-- start of RECORDS FOR THIS EXERCISE --

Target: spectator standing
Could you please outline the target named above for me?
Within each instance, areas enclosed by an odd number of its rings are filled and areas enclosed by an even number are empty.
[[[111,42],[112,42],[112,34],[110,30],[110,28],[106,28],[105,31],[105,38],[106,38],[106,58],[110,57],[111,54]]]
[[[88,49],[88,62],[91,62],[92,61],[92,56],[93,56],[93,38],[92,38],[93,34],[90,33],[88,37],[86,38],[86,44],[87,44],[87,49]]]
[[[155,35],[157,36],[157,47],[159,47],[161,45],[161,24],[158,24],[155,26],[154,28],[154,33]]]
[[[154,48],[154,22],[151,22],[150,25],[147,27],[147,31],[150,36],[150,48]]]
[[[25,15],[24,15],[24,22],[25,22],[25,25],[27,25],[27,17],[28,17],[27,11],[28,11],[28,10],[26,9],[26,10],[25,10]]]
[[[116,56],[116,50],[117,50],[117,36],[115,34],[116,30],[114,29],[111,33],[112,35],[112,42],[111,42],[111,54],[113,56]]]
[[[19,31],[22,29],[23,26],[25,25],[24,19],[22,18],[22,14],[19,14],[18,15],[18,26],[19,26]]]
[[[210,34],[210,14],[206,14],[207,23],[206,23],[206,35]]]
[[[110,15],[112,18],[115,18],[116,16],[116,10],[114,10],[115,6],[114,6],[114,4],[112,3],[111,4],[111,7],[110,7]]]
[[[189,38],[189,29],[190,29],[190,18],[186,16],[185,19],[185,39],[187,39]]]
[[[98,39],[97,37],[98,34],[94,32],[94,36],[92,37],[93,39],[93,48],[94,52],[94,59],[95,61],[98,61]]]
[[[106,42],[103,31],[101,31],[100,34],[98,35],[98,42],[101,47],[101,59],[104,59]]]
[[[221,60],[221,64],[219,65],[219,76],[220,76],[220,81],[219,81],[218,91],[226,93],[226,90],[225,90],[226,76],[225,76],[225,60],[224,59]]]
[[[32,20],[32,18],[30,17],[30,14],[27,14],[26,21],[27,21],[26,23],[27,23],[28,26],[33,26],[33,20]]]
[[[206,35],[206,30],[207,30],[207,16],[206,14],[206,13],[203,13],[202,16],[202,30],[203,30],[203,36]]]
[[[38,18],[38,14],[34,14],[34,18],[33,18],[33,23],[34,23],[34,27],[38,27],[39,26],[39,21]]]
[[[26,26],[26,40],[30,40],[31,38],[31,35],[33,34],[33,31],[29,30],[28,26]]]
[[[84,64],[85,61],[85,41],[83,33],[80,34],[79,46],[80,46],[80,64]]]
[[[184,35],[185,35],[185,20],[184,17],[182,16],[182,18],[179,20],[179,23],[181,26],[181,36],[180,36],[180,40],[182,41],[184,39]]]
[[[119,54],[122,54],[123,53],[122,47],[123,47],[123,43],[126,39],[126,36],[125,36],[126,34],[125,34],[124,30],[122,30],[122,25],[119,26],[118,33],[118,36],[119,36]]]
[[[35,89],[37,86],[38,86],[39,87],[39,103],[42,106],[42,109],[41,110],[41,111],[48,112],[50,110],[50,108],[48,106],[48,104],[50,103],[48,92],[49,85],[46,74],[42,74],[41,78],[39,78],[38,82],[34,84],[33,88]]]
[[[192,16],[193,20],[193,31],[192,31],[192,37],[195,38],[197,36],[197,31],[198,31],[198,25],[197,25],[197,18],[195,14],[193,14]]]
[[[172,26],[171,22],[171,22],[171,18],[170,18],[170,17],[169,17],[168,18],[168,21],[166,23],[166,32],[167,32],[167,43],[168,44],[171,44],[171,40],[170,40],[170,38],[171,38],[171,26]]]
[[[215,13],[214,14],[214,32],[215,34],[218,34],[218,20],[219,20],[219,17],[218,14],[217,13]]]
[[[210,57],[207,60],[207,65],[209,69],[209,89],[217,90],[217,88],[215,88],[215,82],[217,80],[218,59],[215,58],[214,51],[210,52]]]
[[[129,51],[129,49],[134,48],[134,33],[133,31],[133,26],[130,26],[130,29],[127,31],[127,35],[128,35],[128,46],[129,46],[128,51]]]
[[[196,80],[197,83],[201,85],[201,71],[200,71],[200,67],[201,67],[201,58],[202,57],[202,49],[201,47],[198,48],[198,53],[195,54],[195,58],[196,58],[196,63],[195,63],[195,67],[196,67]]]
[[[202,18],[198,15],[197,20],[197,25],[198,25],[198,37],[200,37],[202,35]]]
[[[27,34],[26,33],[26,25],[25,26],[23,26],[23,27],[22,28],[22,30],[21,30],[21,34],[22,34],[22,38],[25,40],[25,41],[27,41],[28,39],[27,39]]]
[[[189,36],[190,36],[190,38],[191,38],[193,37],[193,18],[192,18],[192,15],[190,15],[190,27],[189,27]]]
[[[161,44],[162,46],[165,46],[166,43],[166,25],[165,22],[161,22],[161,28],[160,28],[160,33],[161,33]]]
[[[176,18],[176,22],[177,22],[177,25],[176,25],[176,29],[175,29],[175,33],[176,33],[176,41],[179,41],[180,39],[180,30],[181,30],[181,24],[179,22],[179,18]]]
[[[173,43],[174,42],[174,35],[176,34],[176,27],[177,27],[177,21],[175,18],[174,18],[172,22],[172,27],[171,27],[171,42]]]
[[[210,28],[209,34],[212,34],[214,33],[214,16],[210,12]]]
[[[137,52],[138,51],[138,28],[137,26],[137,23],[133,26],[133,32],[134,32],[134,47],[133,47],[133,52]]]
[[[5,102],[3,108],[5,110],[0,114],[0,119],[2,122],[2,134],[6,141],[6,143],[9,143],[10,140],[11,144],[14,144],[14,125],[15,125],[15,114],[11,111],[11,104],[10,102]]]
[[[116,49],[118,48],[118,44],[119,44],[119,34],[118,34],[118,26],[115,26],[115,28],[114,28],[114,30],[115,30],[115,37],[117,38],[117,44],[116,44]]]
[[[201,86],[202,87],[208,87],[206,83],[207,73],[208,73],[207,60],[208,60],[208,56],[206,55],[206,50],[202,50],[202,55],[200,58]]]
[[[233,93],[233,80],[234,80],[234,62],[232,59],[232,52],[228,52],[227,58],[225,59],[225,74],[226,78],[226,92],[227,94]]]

-- end of RECORDS FOR THIS EXERCISE --

AIM OF THE EXERCISE: Repeat all of the entries exactly.

THE REPLY:
Target: spectator standing
Could you please outline the target named above for me?
Within each instance, areas enclosed by an odd number of its rings are filled and areas enclosed by an even number are empty.
[[[111,42],[112,42],[112,34],[110,30],[110,28],[106,28],[105,31],[105,38],[106,38],[106,58],[110,57],[111,54]]]
[[[88,49],[88,62],[91,62],[92,61],[92,56],[93,56],[93,38],[92,38],[93,34],[90,33],[88,37],[86,38],[86,44],[87,44],[87,49]]]
[[[155,35],[157,36],[157,47],[159,47],[161,45],[161,24],[158,24],[155,26],[154,28],[154,33]]]
[[[154,48],[154,22],[151,22],[150,25],[147,27],[147,31],[150,36],[150,48]]]
[[[25,15],[24,15],[24,22],[25,22],[25,25],[27,25],[27,17],[28,17],[27,11],[28,11],[28,10],[26,9],[26,10],[25,10]]]
[[[116,56],[116,50],[117,50],[117,36],[115,34],[116,30],[114,29],[111,33],[112,35],[112,42],[111,42],[111,54],[113,56]]]
[[[19,31],[22,29],[23,26],[25,25],[24,19],[22,18],[22,14],[19,14],[18,15],[18,26],[19,26]]]
[[[210,34],[210,14],[206,14],[207,23],[206,23],[206,35]]]
[[[110,15],[112,18],[115,18],[116,16],[116,10],[114,10],[115,6],[114,6],[114,4],[112,3],[111,4],[111,7],[110,7]]]
[[[189,38],[189,29],[190,29],[190,18],[186,16],[185,19],[185,39],[187,39]]]
[[[98,39],[97,37],[98,34],[94,32],[94,36],[92,37],[93,39],[93,48],[94,52],[94,59],[95,61],[98,61]]]
[[[106,42],[103,31],[101,31],[100,34],[98,35],[98,42],[101,47],[101,59],[104,59]]]
[[[221,60],[221,64],[219,65],[219,76],[220,76],[220,81],[219,81],[218,91],[226,93],[226,90],[225,90],[226,76],[225,76],[225,60],[224,59]]]
[[[32,20],[32,18],[30,17],[30,14],[27,14],[26,21],[27,21],[26,23],[27,23],[28,26],[33,26],[33,20]]]
[[[206,35],[206,30],[207,30],[207,16],[206,14],[206,13],[203,13],[202,16],[202,30],[203,30],[203,36]]]
[[[38,18],[38,14],[34,14],[34,18],[33,18],[33,23],[34,23],[34,27],[38,27],[39,26],[39,21]]]
[[[26,26],[26,40],[30,40],[31,38],[31,35],[33,34],[33,31],[29,30],[28,26]]]
[[[84,64],[85,61],[85,41],[83,33],[80,34],[79,46],[80,46],[80,64]]]
[[[184,35],[185,35],[185,20],[184,17],[182,16],[182,18],[179,20],[179,23],[181,26],[181,36],[180,36],[180,40],[182,41],[184,39]]]
[[[119,54],[122,54],[123,53],[122,47],[123,47],[123,43],[126,39],[126,36],[125,36],[126,34],[125,34],[124,30],[122,30],[122,25],[119,26],[118,33],[118,36],[119,36]]]
[[[35,89],[37,86],[38,86],[39,87],[39,103],[42,106],[42,109],[41,110],[41,111],[48,112],[50,110],[50,108],[48,106],[48,104],[50,103],[48,92],[49,85],[46,74],[42,74],[41,78],[39,78],[38,82],[34,84],[33,88]]]
[[[192,16],[193,20],[193,31],[192,31],[192,37],[195,38],[197,36],[197,31],[198,31],[198,25],[197,25],[197,18],[195,14],[193,14]]]
[[[172,26],[171,22],[171,22],[171,18],[170,18],[170,17],[169,17],[168,18],[168,21],[166,23],[166,32],[167,32],[167,43],[168,44],[171,44],[171,40],[170,40],[170,38],[171,38],[171,26]]]
[[[215,13],[214,14],[214,32],[215,34],[218,34],[218,20],[219,20],[219,17],[218,14],[217,13]]]
[[[210,57],[207,60],[207,65],[209,69],[209,89],[217,90],[217,88],[215,88],[215,82],[217,80],[218,59],[215,58],[214,51],[210,52]]]
[[[129,51],[129,49],[134,48],[134,33],[133,31],[133,26],[130,26],[130,29],[127,31],[127,35],[128,35],[128,46],[129,46],[128,51]]]
[[[196,80],[197,83],[201,85],[201,71],[200,71],[200,67],[201,67],[201,58],[202,57],[202,49],[201,47],[198,48],[198,53],[195,54],[195,58],[196,58],[196,63],[195,63],[195,67],[196,67]]]
[[[202,18],[198,15],[197,20],[197,25],[198,25],[198,37],[200,37],[202,35]]]
[[[27,34],[26,33],[26,25],[25,26],[23,26],[23,27],[22,28],[22,30],[21,30],[21,34],[22,34],[22,38],[25,40],[25,41],[27,41],[28,39],[27,39]]]
[[[189,36],[190,36],[190,38],[191,38],[193,37],[193,18],[192,18],[192,15],[190,15],[190,27],[189,27]]]
[[[161,44],[162,46],[165,46],[166,43],[166,25],[165,22],[161,22],[161,28],[160,28],[160,33],[161,33]]]
[[[176,18],[176,22],[177,22],[177,25],[176,25],[176,29],[175,29],[175,33],[176,33],[176,41],[179,41],[180,39],[180,30],[181,30],[181,24],[179,22],[179,18]]]
[[[173,43],[174,42],[174,35],[176,34],[176,27],[177,27],[177,21],[175,18],[174,18],[172,22],[172,27],[171,27],[171,42]]]
[[[210,28],[209,34],[212,34],[214,33],[214,16],[210,12]]]
[[[137,52],[138,51],[138,28],[137,26],[137,23],[133,26],[133,32],[134,32],[134,47],[133,47],[133,52]]]
[[[5,102],[3,108],[5,110],[0,114],[0,119],[2,122],[2,134],[6,141],[6,143],[9,143],[10,140],[11,144],[14,144],[14,125],[15,125],[15,114],[11,111],[11,104],[10,102]]]
[[[116,49],[118,48],[118,44],[119,44],[119,34],[118,34],[118,26],[115,26],[115,28],[114,28],[114,30],[115,30],[115,37],[117,38],[117,44],[116,44]]]
[[[201,86],[202,87],[208,87],[206,83],[207,73],[208,73],[207,60],[208,60],[208,56],[206,55],[206,50],[202,50],[202,55],[200,58]]]
[[[233,93],[233,80],[234,80],[234,62],[232,59],[232,52],[228,52],[227,58],[225,59],[225,74],[226,78],[226,92],[227,94]]]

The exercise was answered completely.